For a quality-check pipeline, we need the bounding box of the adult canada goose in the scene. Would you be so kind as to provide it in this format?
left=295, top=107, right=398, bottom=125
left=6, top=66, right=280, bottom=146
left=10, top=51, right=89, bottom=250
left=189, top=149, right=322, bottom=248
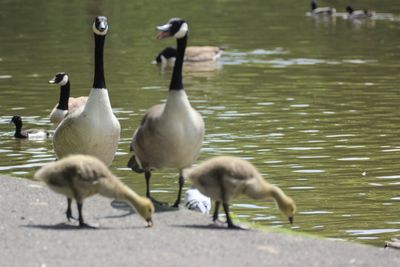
left=48, top=72, right=87, bottom=126
left=34, top=154, right=154, bottom=228
left=10, top=115, right=49, bottom=139
left=155, top=46, right=224, bottom=66
left=185, top=156, right=296, bottom=229
left=53, top=16, right=121, bottom=166
left=127, top=18, right=205, bottom=207
left=346, top=5, right=375, bottom=19
left=310, top=0, right=336, bottom=16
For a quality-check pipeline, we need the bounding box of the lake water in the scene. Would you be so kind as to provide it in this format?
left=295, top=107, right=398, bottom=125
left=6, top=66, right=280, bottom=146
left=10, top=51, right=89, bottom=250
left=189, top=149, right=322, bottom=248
left=1, top=0, right=400, bottom=246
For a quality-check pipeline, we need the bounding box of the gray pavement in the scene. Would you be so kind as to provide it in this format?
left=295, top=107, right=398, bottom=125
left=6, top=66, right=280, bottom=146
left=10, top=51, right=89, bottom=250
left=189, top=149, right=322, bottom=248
left=1, top=175, right=399, bottom=267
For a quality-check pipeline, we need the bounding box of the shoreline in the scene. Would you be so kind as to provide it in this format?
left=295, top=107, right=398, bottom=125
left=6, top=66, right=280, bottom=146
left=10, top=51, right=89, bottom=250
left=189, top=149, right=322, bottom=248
left=0, top=175, right=399, bottom=267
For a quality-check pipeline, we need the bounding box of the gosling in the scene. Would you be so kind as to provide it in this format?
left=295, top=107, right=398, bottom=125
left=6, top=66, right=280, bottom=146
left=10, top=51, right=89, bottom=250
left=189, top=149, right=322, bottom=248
left=34, top=154, right=154, bottom=228
left=185, top=156, right=296, bottom=229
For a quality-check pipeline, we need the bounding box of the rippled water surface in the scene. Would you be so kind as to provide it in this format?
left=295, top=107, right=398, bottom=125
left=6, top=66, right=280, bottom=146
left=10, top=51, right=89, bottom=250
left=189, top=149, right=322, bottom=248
left=1, top=0, right=400, bottom=246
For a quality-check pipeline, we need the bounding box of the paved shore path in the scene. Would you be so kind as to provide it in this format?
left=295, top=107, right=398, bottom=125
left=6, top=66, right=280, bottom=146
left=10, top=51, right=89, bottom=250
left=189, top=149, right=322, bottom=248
left=1, top=175, right=399, bottom=267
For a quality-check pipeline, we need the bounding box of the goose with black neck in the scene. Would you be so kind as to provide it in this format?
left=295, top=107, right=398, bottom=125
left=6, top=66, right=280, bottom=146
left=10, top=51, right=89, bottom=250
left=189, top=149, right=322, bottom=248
left=53, top=16, right=120, bottom=166
left=127, top=18, right=205, bottom=207
left=48, top=72, right=87, bottom=127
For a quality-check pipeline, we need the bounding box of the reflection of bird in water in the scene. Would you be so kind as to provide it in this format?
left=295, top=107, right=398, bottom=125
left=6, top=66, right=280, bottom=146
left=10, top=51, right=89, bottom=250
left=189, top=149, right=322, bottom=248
left=310, top=0, right=336, bottom=16
left=185, top=187, right=211, bottom=214
left=155, top=46, right=224, bottom=67
left=346, top=5, right=376, bottom=20
left=385, top=238, right=400, bottom=249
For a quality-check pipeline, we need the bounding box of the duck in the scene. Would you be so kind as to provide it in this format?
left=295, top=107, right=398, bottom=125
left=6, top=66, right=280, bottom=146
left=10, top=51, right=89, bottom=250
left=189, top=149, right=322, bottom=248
left=155, top=46, right=224, bottom=66
left=127, top=18, right=205, bottom=207
left=10, top=115, right=49, bottom=139
left=346, top=5, right=375, bottom=19
left=53, top=16, right=121, bottom=166
left=310, top=0, right=336, bottom=16
left=34, top=154, right=154, bottom=228
left=184, top=156, right=296, bottom=229
left=48, top=72, right=87, bottom=126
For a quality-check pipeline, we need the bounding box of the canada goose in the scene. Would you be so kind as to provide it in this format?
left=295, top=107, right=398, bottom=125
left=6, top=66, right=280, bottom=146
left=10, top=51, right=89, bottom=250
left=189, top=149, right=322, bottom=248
left=346, top=5, right=375, bottom=19
left=185, top=156, right=296, bottom=229
left=311, top=0, right=336, bottom=16
left=53, top=16, right=121, bottom=166
left=48, top=72, right=87, bottom=126
left=127, top=18, right=205, bottom=207
left=10, top=115, right=49, bottom=139
left=155, top=46, right=224, bottom=66
left=34, top=154, right=154, bottom=227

· · · · ·

# What the task requires:
When a line of the records includes "format", that line belongs in the answer.

# Exercise result:
For a quality-check pipeline, we need the bounding box of the adult canada goose in the scene. Would you be so kind as to provide it in this format?
For a quality-check pipeline, we need the bounding box of the lake water in the scene. Would you be so kind as to provide it in this format?
For a quality-check pipeline, we need the bounding box of the gray pavement in the scene. Would you be so kind as to provide it in this format?
For a quality-check pipeline, we need the bounding box of the shoreline in the scene. Would you be so kind as to provide it in this format?
For a quality-check pipeline, we need the bounding box of the gosling in the scene. Would you be so kind as to provide it in this format?
For a quality-check pipeline, we need the bounding box of the rippled water surface in the scene. Would you be so kind as to provide it in this format?
For a quality-check pipeline, we need the bounding box of the paved shore path in the scene. Would you be so kind as to provide it in this format?
For a quality-check pipeline, we need the bounding box of the goose with black neck in the scene. Would you be so kind as to provide it in this format?
For a quality-check pipeline, we need the bounding box of the reflection of bird in water in the scene. Would you be so kind as to provide it in this format?
For a quality-check pipeline, we need the bounding box of the duck in the scene. Would you be so kind as to provide it in this format?
For a quality-check pipeline, we need the bounding box of the canada goose in the scene. Would you be so kind as to provide it in this format?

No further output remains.